PROMPT A ->
Please return every line of the listing below that contains the string "mosque". Case counts.

Can You Name All of These '80s' and '90s' Baseball Movies?

By: Jacqueline Samaroo

"The Sandlot" is a coming-of-age sports comedy film that stars Tom Guiry, Mike Vitar, Karen Allen and James Earl Jones and was directed by David Mickey Evans. The story focuses on a group of young baseball players during the summer of 1962.

"Angels in the Outfield" is a fantasy comedy-drama film directed by William Dear and starring Danny Glover, Tony Danza and Christopher Lloyd. It is notable for being released less than a month before the 1994 MLB baseball players' strike.

"Rookie of the Year" is a sports comedy film directed by Daniel Stern and starring Thomas Ian Nicholas and Gary Busey. It is actually a remake of the 1954 film, "Roogie's Bump," with the same basic plot.

"Bull Durham" is a romantic comedy sports film directed by Ron Shelton and starring Kevin Costner, Susan Sarandon and Tim Robbins. The film is highly celebrated. Sports Illustrated ranked it the No. 1 Greatest Sports Movie of all time and it is also ranked No. 97 on the American Film Institute's "100 Years...100 Laughs" list.

"Soul of the Game" is a television sports film directed by Kevin Rodney Sullivan and starring Blair Underwood, Delroy Lindo and Mykelti Williamson. The film tells the story of select players of the Negro Leagues in the period immediately following World War II.

"Long Gone" is a baseball film directed by Martin Davidson and starring William Petersen, Virginia Madsen and Dermot Mulroney. It is based on Paul Hemphill's 1979 book of the same name.

"Major League: Back to the Minors" is a sports film directed by John Warren and starring Scott Bakula, Corbin Bernsen and Dennis Haysbert. It is the third film in the Major League series, following "Major League" in 1989 and "Major League II" in 1994.

"Pastime" is a drama film directed by Robin B. Armstrong and starring William Russ, Glenn Plummer, Noble Willingham and Scott Plank. The film deals with the Civil Rights era in America and how the tensions of the time affect a minor league team.

"The Natural" is a sports film directed by Barry Levinson and starring Robert Redford, Glenn Close and Robert Duvall. The film was nominated for four Academy Awards, including Best Supporting Actress.

"A Winner Never Quits" is a television film directed by Mel Damski and starring Keith Carradine, Mare Winningham and G.W. Bailey. It is based on the true story of baseball player Pete Gray, the first one-armed man ever to play Major League Baseball.

"Cobb" is a biopic directed by Ron Shelton and starring Tommy Lee Jones, Robert Wuhl and Lolita Davidovich. It tells the story of famed baseball player Ty Cobb and is based on a book by Al Stump.

PROMPT B ->
Name each film in the baseball movie quiz whose description uses the word "comedy."

PROVIDED INFORMATION ->
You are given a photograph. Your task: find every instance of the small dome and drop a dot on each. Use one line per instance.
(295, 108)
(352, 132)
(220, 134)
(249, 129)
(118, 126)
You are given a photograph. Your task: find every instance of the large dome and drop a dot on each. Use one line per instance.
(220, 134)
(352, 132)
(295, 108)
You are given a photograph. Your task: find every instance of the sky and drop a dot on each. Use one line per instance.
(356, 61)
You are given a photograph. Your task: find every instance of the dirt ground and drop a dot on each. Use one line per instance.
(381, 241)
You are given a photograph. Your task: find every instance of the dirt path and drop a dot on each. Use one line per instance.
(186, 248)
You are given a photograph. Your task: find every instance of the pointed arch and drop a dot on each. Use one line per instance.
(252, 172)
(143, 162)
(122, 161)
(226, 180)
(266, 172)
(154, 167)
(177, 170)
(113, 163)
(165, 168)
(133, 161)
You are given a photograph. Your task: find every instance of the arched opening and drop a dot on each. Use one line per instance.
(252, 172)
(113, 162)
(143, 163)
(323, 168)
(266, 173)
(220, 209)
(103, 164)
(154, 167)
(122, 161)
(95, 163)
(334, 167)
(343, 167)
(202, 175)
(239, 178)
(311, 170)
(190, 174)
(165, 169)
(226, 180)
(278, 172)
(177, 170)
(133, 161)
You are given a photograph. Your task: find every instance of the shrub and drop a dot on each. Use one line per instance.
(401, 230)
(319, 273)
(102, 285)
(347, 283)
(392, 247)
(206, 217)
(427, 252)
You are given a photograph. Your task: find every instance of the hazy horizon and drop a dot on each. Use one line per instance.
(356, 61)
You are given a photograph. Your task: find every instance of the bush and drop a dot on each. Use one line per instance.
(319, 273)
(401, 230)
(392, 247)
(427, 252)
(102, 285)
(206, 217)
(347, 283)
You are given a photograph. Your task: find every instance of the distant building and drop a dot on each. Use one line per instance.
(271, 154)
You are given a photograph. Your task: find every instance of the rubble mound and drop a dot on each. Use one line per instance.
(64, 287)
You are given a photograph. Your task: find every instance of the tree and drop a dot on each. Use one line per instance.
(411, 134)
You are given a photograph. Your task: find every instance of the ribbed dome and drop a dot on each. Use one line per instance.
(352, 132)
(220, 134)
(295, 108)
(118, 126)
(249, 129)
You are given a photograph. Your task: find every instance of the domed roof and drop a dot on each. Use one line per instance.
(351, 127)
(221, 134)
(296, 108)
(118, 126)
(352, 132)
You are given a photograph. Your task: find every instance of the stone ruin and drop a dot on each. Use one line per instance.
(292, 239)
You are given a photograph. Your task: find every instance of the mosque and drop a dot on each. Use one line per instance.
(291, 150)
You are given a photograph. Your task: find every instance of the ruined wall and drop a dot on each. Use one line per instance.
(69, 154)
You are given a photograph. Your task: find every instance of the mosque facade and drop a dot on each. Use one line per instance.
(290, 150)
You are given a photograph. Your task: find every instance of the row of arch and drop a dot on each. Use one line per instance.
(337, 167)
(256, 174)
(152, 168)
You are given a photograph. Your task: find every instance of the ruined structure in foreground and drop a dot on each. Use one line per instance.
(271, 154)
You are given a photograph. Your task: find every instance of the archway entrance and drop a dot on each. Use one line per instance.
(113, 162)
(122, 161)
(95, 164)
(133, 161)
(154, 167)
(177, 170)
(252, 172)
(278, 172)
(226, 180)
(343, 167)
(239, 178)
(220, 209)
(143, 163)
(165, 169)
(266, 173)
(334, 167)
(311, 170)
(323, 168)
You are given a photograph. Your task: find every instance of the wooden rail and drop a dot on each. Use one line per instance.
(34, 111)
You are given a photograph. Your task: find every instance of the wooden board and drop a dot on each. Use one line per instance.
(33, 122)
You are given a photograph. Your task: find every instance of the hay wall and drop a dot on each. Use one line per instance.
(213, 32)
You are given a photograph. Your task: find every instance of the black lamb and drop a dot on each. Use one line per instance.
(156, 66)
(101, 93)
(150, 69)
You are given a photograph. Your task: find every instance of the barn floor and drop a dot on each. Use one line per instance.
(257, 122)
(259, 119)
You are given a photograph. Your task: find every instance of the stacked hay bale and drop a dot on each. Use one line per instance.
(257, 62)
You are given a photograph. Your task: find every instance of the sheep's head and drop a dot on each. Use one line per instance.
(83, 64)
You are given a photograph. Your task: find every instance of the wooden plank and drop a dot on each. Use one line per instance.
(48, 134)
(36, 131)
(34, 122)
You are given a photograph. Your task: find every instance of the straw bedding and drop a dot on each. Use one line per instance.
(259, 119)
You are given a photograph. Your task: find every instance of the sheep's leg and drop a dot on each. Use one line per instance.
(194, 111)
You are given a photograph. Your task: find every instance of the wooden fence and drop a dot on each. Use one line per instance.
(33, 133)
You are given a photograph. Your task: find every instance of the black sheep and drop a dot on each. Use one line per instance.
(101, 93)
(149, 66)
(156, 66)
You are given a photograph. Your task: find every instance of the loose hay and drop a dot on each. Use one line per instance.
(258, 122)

WORKED SOLUTION A ->
You are given a photograph. Your task: find every instance of the mosque and drop a dot on each. Use one line per instance.
You are given a photograph. Your task: find every instance of the mosque facade and drop a dot on each. Use one line per instance.

WORKED SOLUTION B ->
The Sandlot
Angels in the Outfield
Rookie of the Year
Bull Durham